Required work:
Please show each line of the items below that contains the string "lily". Copy each matching line in full, and treat case as significant.

Dataset content:
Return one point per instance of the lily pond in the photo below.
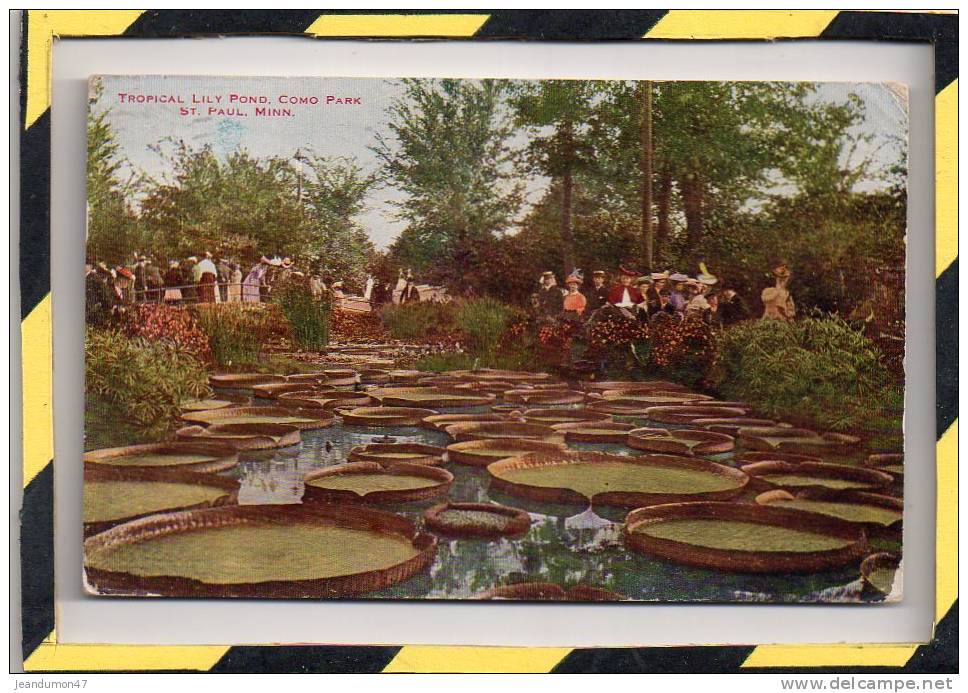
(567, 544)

* * *

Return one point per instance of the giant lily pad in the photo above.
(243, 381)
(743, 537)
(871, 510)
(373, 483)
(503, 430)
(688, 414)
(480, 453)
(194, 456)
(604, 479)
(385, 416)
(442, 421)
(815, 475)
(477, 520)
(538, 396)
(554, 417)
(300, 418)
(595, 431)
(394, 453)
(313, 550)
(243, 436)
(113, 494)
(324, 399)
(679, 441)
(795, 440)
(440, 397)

Solution to this problem:
Return one point per instance of the lily pond in the photo below.
Return one point per instance of the giant lily pad in the photo above.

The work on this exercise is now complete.